# WHAT THIS TASK INVOLVES:
Pull out every line of the entries below that contains the word "cycling", and copy each line in full. Matches are case-sensitive.

# EXERCISE INPUTS:
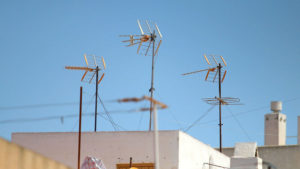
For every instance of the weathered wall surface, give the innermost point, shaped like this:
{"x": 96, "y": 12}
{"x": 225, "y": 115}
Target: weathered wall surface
{"x": 283, "y": 157}
{"x": 13, "y": 156}
{"x": 111, "y": 147}
{"x": 194, "y": 154}
{"x": 177, "y": 149}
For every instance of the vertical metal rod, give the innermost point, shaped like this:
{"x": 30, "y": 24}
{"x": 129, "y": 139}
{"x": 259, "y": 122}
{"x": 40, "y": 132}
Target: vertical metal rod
{"x": 152, "y": 79}
{"x": 156, "y": 138}
{"x": 97, "y": 70}
{"x": 220, "y": 106}
{"x": 130, "y": 163}
{"x": 79, "y": 131}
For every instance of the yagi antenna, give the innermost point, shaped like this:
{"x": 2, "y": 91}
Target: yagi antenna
{"x": 212, "y": 72}
{"x": 145, "y": 42}
{"x": 91, "y": 70}
{"x": 216, "y": 74}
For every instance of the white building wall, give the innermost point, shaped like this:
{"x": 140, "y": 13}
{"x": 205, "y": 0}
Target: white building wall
{"x": 177, "y": 149}
{"x": 111, "y": 147}
{"x": 246, "y": 163}
{"x": 194, "y": 154}
{"x": 283, "y": 157}
{"x": 275, "y": 129}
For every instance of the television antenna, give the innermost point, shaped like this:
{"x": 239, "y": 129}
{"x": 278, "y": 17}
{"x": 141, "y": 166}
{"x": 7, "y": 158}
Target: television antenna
{"x": 149, "y": 38}
{"x": 216, "y": 74}
{"x": 94, "y": 64}
{"x": 155, "y": 104}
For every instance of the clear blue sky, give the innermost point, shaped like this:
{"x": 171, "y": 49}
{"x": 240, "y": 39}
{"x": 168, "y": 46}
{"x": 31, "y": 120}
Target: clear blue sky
{"x": 259, "y": 40}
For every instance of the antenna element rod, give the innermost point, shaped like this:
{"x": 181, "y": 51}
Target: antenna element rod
{"x": 79, "y": 134}
{"x": 152, "y": 79}
{"x": 97, "y": 70}
{"x": 220, "y": 106}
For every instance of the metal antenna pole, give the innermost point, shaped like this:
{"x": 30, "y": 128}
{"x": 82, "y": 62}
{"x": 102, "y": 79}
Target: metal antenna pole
{"x": 220, "y": 106}
{"x": 79, "y": 134}
{"x": 156, "y": 138}
{"x": 97, "y": 70}
{"x": 152, "y": 79}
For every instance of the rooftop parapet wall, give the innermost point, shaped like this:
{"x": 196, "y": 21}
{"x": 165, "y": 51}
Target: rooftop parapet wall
{"x": 285, "y": 157}
{"x": 13, "y": 156}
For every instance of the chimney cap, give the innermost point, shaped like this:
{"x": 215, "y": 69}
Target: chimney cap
{"x": 276, "y": 106}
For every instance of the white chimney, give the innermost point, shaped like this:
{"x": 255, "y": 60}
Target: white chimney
{"x": 275, "y": 125}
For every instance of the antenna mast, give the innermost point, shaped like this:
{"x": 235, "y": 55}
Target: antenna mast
{"x": 212, "y": 74}
{"x": 97, "y": 64}
{"x": 151, "y": 39}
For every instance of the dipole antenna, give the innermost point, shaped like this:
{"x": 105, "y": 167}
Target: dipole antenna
{"x": 215, "y": 74}
{"x": 150, "y": 39}
{"x": 156, "y": 104}
{"x": 94, "y": 64}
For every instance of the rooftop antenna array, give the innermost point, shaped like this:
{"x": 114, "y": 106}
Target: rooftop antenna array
{"x": 155, "y": 104}
{"x": 147, "y": 40}
{"x": 94, "y": 64}
{"x": 215, "y": 74}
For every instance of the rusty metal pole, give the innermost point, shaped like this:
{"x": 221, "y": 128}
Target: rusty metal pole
{"x": 156, "y": 137}
{"x": 97, "y": 70}
{"x": 130, "y": 162}
{"x": 220, "y": 106}
{"x": 152, "y": 79}
{"x": 79, "y": 132}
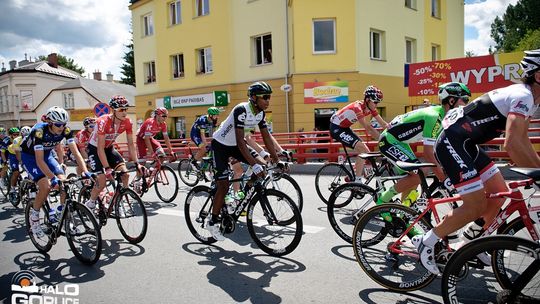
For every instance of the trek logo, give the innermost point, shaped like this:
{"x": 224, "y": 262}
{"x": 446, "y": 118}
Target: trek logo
{"x": 483, "y": 121}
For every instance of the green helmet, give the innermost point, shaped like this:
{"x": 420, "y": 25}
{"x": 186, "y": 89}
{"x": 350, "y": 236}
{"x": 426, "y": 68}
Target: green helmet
{"x": 453, "y": 89}
{"x": 213, "y": 111}
{"x": 13, "y": 130}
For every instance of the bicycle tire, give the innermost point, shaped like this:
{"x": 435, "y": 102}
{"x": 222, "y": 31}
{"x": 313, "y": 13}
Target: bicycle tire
{"x": 283, "y": 213}
{"x": 127, "y": 212}
{"x": 343, "y": 216}
{"x": 44, "y": 245}
{"x": 399, "y": 272}
{"x": 79, "y": 218}
{"x": 172, "y": 180}
{"x": 197, "y": 206}
{"x": 295, "y": 193}
{"x": 188, "y": 176}
{"x": 459, "y": 284}
{"x": 336, "y": 176}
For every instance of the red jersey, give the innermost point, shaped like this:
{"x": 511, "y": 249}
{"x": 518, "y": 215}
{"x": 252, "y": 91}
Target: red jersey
{"x": 150, "y": 127}
{"x": 105, "y": 126}
{"x": 350, "y": 114}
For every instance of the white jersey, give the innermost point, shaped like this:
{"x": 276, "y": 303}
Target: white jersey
{"x": 241, "y": 117}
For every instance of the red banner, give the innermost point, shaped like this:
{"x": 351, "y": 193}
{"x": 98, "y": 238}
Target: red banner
{"x": 481, "y": 74}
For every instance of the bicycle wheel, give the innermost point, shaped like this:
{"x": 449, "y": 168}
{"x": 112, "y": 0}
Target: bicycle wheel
{"x": 43, "y": 244}
{"x": 389, "y": 261}
{"x": 286, "y": 184}
{"x": 466, "y": 281}
{"x": 197, "y": 207}
{"x": 166, "y": 184}
{"x": 187, "y": 173}
{"x": 130, "y": 216}
{"x": 346, "y": 205}
{"x": 329, "y": 177}
{"x": 83, "y": 234}
{"x": 274, "y": 222}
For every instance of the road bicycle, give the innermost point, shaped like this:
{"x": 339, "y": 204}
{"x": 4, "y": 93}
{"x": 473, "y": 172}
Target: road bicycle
{"x": 383, "y": 248}
{"x": 75, "y": 222}
{"x": 273, "y": 220}
{"x": 161, "y": 177}
{"x": 121, "y": 204}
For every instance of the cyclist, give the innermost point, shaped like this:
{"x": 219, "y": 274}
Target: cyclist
{"x": 228, "y": 141}
{"x": 202, "y": 125}
{"x": 39, "y": 163}
{"x": 358, "y": 111}
{"x": 102, "y": 155}
{"x": 424, "y": 123}
{"x": 469, "y": 168}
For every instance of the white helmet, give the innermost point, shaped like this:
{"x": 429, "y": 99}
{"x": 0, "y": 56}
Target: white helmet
{"x": 25, "y": 131}
{"x": 530, "y": 63}
{"x": 57, "y": 114}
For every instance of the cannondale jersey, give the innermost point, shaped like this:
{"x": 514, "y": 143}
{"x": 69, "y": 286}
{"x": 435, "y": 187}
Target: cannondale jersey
{"x": 241, "y": 117}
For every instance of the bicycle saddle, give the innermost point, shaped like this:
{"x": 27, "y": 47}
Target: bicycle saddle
{"x": 533, "y": 173}
{"x": 413, "y": 166}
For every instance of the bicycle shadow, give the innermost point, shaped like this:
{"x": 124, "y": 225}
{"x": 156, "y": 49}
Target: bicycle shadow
{"x": 243, "y": 276}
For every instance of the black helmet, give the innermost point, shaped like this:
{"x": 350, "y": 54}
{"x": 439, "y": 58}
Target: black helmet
{"x": 259, "y": 88}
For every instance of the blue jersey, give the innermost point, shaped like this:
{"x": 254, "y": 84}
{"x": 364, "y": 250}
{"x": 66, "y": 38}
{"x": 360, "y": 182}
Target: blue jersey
{"x": 42, "y": 139}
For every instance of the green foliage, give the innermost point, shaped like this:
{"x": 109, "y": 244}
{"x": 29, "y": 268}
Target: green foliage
{"x": 65, "y": 62}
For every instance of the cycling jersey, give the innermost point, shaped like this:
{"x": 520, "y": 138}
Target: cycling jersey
{"x": 105, "y": 126}
{"x": 42, "y": 139}
{"x": 242, "y": 116}
{"x": 151, "y": 127}
{"x": 350, "y": 114}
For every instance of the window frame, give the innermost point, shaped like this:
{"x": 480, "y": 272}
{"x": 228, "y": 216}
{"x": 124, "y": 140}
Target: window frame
{"x": 334, "y": 42}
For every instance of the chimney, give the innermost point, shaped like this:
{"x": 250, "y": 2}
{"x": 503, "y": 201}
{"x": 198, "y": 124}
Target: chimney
{"x": 52, "y": 60}
{"x": 97, "y": 75}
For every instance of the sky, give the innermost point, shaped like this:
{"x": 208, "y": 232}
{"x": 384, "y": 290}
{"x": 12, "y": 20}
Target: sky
{"x": 94, "y": 32}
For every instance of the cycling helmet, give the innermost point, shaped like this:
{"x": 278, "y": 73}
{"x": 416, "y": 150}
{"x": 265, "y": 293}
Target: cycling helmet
{"x": 118, "y": 102}
{"x": 373, "y": 93}
{"x": 25, "y": 131}
{"x": 57, "y": 114}
{"x": 530, "y": 63}
{"x": 89, "y": 121}
{"x": 259, "y": 88}
{"x": 453, "y": 89}
{"x": 213, "y": 111}
{"x": 161, "y": 112}
{"x": 13, "y": 130}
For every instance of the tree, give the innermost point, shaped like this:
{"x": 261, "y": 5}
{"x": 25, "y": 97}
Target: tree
{"x": 516, "y": 23}
{"x": 128, "y": 68}
{"x": 65, "y": 62}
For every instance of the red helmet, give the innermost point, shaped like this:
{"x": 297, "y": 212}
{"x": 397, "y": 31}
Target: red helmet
{"x": 373, "y": 93}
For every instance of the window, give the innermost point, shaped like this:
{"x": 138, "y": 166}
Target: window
{"x": 69, "y": 101}
{"x": 150, "y": 72}
{"x": 175, "y": 12}
{"x": 202, "y": 7}
{"x": 410, "y": 4}
{"x": 436, "y": 8}
{"x": 148, "y": 25}
{"x": 177, "y": 65}
{"x": 263, "y": 49}
{"x": 410, "y": 50}
{"x": 205, "y": 61}
{"x": 324, "y": 36}
{"x": 376, "y": 44}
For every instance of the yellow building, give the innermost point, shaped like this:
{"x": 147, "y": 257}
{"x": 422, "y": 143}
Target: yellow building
{"x": 190, "y": 53}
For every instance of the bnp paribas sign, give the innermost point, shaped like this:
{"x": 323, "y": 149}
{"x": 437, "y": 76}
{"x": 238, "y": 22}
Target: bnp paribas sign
{"x": 218, "y": 98}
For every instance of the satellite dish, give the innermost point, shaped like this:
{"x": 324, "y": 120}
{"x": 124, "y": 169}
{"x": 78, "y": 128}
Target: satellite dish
{"x": 286, "y": 87}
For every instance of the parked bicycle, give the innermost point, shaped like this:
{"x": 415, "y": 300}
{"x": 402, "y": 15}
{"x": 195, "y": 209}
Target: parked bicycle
{"x": 75, "y": 222}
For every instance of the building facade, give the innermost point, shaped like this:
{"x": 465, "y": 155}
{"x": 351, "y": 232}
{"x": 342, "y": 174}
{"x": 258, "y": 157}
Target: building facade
{"x": 190, "y": 54}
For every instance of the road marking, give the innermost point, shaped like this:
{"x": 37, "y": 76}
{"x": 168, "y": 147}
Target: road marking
{"x": 168, "y": 211}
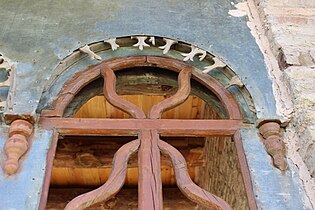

# OUTPUT OF THE EXERCISE:
For every instance of the cycling jersey, give the innermost point, shaped like this:
Target: cycling jersey
For every instance of the cycling helmet, give the innermost point, shaped like this:
Target: cycling helmet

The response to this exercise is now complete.